▶ _Детали задания_: Продолжите отрывок о наблюдении командования воинской части как мере пресечения, начав сразу после его последнего предложения.

▶ _Исходный отрывок_:
===============

Наблюдение командования воинской части применяется для обеспечения надлежащего поведения и своевременной явки обвиняемого (подозреваемого) по вызову органа, избравшего данную меру пресечения. Военнослужащие, в отношении которых в качестве меры пресечения избрано наблюдение командования воинской части, лишаются на это время права ношения оружия, постоянно пребывают под наблюдением суточного наряда или своего начальника, не направляются на работу вне расположения воинской части в одиночном порядке, не назначаются в караул и другие ответственные наряды.

Как видим, данная мера пресечения создает для обвиняемого (подозреваемого) специальный режим. Сами же ограничения при осуществлении такого наблюдения оказывают в условиях военной службы необходимое воспитательное воздействие на военнослужащего, так как он постоянно ощущает, что, совершив преступление, тем самым нарушил выполнение воинского долга и поэтому поставлен в специальные условия в той же части, где проходила его служба.

===============

▶ _Данные с описаниями мест на фотографиях_:
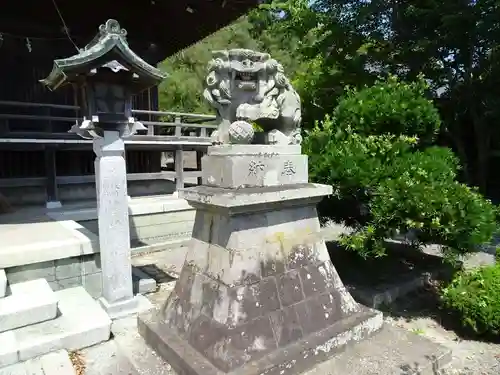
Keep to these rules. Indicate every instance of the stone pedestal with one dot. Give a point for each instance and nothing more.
(114, 233)
(258, 293)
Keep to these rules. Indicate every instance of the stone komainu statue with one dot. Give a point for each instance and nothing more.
(247, 87)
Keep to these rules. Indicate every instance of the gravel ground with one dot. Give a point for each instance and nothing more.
(418, 313)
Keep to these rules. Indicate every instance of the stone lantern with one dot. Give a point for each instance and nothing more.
(108, 73)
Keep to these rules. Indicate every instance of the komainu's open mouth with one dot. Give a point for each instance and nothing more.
(246, 76)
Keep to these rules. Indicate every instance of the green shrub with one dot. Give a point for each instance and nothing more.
(386, 182)
(475, 297)
(390, 107)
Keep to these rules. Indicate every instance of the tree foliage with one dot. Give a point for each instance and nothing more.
(454, 44)
(387, 181)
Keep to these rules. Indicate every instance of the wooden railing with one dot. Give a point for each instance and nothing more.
(44, 127)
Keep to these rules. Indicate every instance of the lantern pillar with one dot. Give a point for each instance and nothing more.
(109, 73)
(113, 220)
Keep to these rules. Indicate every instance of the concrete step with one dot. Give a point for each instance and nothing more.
(57, 363)
(81, 323)
(106, 359)
(131, 346)
(3, 283)
(30, 302)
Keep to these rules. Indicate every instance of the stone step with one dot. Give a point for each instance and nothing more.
(3, 283)
(30, 302)
(131, 345)
(81, 323)
(57, 363)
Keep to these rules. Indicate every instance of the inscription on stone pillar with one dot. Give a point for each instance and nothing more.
(288, 169)
(255, 167)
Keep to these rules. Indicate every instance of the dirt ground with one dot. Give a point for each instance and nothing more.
(418, 312)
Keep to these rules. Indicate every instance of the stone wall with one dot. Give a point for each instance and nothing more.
(64, 273)
(36, 195)
(155, 228)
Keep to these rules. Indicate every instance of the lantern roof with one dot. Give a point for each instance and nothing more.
(109, 49)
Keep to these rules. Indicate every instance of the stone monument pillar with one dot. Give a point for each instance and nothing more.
(113, 220)
(258, 293)
(108, 74)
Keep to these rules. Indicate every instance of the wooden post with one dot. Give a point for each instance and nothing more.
(178, 128)
(51, 178)
(50, 171)
(179, 168)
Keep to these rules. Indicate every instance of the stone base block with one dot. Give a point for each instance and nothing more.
(258, 292)
(30, 302)
(254, 166)
(132, 346)
(81, 323)
(295, 358)
(121, 309)
(3, 283)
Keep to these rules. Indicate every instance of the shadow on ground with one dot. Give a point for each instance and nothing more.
(377, 275)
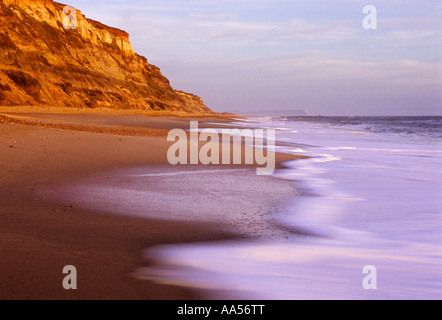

===============

▶ _Результат задания_:
Командованию воинской части сообщается о сущности уголовного дела, по которому избирается такая мера пресечения. Об установлении наблюдения командования воинской части в письменной форме уведомляется орган, избравший данную меру процессуального принуждения. Вопрос об ответственности командования воинской части за нарушение (неисполнение) своих обязанностей по наблюдению за поведением военнослужащего решается в каждом отдельном случае исходя из требований уставов Вооруженных Сил Союза ССР.

К несовершеннолетним обвиняемым (подозреваемым), кроме мер пресечения, перечисленных в ст. 89 УПК РСФСР, может применяться отдача их под надзор родителей, опекунов, попечителей, а к воспитывающимся в закрытых детских учреждениях – отдача под надзор администрации таких учреждений (ст. 394 УПК РСФСР)[205].

Сущность рассматриваемой меры пресечения состоит в принятии на себя кем-либо из указанных лиц обязательства обеспечить надлежащее поведение и явку несовершеннолетнего обвиняемого (подозреваемого) по вызовам следственных, прокурорских и судебных органов. Данная мера пресечения может избираться как по инициативе должностных лиц этих органов, так и по инициативе родителей, опекунов, попечителей, а также администрации закрытых детских учреждений.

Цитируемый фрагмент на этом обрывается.